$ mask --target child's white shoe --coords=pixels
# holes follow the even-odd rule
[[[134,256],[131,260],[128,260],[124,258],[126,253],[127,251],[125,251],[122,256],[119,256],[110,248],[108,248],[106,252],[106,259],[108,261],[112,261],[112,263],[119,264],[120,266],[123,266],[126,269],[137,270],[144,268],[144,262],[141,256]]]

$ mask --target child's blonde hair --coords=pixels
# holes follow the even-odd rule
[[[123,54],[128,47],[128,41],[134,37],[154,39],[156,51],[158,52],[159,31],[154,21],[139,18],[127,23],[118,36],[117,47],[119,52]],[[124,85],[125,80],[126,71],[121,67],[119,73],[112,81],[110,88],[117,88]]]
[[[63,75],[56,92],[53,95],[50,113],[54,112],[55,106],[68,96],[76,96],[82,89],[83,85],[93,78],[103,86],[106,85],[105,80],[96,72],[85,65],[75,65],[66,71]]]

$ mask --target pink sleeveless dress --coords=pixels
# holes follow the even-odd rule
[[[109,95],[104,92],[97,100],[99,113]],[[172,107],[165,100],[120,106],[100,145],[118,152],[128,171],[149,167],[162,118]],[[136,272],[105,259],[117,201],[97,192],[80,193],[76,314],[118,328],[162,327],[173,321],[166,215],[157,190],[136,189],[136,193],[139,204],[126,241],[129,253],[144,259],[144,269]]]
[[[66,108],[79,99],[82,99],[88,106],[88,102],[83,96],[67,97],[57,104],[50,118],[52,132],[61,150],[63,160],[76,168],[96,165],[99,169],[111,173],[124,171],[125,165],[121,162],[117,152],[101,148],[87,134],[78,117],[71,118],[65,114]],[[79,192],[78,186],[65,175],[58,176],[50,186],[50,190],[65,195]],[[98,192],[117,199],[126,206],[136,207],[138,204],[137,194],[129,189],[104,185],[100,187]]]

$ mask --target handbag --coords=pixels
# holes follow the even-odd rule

• • •

Task item — Every line above that includes the word "target" must appear in the answer.

Problem solution —
$ mask --target child's white shoe --coords=pixels
$ mask --target child's blonde hair --coords=pixels
$ mask --target pink sleeveless dress --coords=pixels
$ mask --target handbag --coords=pixels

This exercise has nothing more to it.